Entries drawn from a collection

»»

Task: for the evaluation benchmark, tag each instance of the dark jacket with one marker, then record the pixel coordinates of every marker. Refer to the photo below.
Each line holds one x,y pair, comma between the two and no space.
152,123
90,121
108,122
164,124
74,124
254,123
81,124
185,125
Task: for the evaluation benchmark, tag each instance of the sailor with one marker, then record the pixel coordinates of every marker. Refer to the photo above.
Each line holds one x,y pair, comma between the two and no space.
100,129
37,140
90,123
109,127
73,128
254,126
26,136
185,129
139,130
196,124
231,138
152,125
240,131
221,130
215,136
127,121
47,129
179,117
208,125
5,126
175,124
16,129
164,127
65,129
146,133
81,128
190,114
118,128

««
»»

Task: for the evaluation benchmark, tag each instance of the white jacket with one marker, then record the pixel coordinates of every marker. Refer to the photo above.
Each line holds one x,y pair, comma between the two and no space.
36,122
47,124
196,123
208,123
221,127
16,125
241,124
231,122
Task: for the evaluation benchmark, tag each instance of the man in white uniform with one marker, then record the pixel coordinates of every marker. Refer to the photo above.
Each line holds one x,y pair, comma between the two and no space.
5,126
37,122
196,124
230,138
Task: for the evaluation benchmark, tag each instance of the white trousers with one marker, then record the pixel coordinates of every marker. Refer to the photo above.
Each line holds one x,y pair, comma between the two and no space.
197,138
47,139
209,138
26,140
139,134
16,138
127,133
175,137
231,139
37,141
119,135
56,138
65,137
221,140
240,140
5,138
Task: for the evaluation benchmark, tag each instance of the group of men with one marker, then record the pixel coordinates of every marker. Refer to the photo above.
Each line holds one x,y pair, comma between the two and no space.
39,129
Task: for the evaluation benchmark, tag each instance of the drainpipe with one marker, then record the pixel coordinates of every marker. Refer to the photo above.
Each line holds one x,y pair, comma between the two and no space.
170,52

««

Aim of the task.
Pull out every line in the rows above that contains the word "jacket". Matching is case-sensitive.

Completed exercise.
Task: for the evaluation benchmark, tag each instance of the dark jacket with one marker, then record the pixel coordinates of every marker. Refer to the photo below.
Task: for the evaluation benchmark, tag each instance of the white jacket with one marker, then record the pixel coordinates of every marker. Refer to the photo above.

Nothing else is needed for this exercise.